* **BRIEF**
Scan the listing below for lines with the word "wall". Report how many there are, as a number alone.

##### MATERIALS PROVIDED

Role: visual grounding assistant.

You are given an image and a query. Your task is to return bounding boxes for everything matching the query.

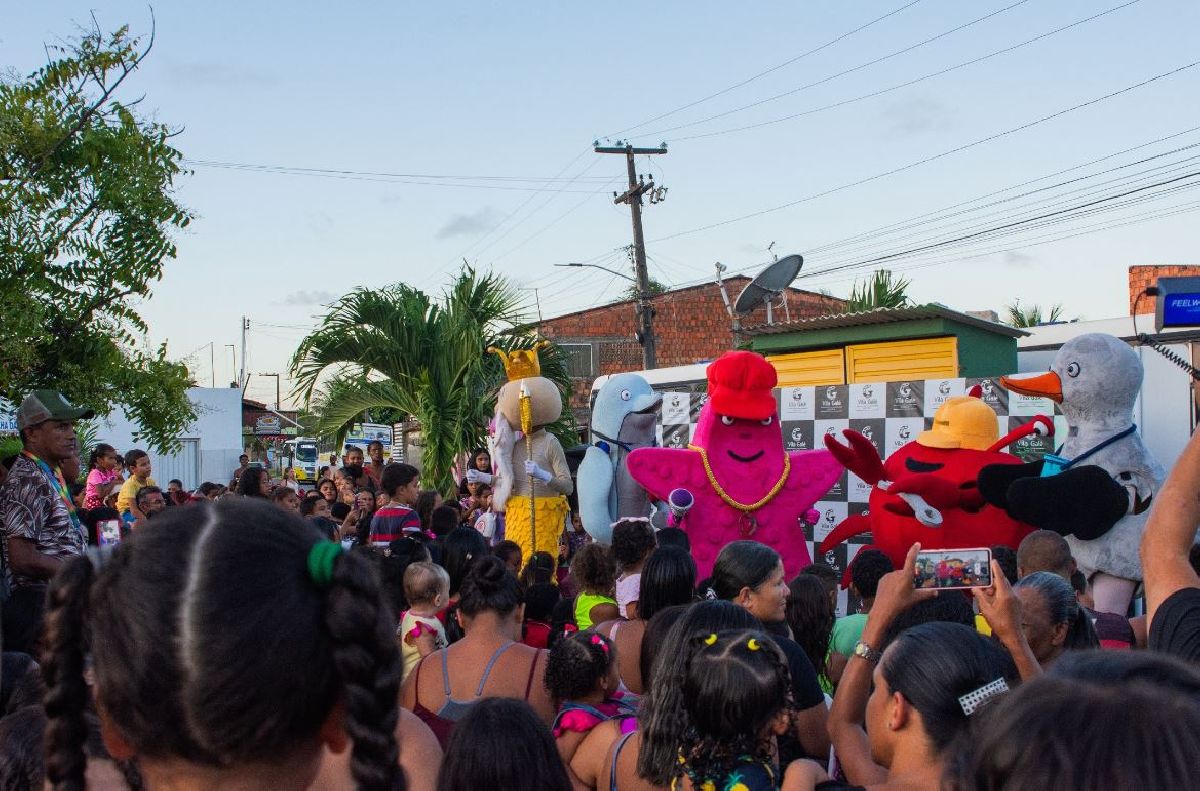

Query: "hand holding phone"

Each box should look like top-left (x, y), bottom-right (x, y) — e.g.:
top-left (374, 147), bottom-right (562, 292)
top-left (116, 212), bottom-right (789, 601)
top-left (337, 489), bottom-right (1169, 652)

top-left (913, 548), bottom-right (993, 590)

##########
##### MATERIALS PROVIDED

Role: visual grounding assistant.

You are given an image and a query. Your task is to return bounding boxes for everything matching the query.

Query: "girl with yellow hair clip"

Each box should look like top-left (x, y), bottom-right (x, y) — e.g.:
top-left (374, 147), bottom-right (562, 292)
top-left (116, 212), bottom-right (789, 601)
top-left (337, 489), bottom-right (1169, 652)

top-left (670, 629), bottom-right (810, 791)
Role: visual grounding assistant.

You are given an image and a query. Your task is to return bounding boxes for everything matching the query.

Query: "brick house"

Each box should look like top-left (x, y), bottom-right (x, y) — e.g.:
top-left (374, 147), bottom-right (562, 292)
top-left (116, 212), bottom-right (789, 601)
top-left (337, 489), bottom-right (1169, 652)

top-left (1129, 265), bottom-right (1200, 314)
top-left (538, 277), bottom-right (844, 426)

##########
##### MATERIALS PROVIDED

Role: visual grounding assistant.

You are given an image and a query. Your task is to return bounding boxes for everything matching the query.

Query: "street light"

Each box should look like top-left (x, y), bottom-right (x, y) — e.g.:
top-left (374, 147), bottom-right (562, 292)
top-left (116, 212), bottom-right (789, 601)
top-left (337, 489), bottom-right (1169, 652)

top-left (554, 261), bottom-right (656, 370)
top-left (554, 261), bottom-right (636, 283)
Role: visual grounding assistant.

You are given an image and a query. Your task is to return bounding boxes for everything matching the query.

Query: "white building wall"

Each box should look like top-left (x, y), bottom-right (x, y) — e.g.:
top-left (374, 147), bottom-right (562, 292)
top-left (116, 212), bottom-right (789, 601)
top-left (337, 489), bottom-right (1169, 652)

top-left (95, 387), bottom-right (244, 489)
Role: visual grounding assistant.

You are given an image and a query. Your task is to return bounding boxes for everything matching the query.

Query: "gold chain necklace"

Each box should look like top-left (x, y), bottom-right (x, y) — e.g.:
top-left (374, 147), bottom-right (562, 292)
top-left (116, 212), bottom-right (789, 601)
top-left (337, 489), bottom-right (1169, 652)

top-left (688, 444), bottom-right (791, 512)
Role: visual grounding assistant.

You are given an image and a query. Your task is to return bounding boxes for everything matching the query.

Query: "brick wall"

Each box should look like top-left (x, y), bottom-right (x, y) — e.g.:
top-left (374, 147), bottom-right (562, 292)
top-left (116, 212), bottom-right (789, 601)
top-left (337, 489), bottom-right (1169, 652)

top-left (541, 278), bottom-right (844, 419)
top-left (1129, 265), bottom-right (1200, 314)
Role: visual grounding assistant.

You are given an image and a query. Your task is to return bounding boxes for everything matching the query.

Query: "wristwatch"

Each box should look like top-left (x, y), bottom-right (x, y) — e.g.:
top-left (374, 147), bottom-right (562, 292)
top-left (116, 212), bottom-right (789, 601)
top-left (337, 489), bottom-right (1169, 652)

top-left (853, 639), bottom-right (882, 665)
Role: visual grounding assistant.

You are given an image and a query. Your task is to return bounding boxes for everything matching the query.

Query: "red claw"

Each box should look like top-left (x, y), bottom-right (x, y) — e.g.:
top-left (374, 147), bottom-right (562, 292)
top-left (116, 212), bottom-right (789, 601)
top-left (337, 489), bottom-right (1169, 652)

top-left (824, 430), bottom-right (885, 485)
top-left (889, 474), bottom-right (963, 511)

##########

* **RESULT OF THIS EXERCISE**
2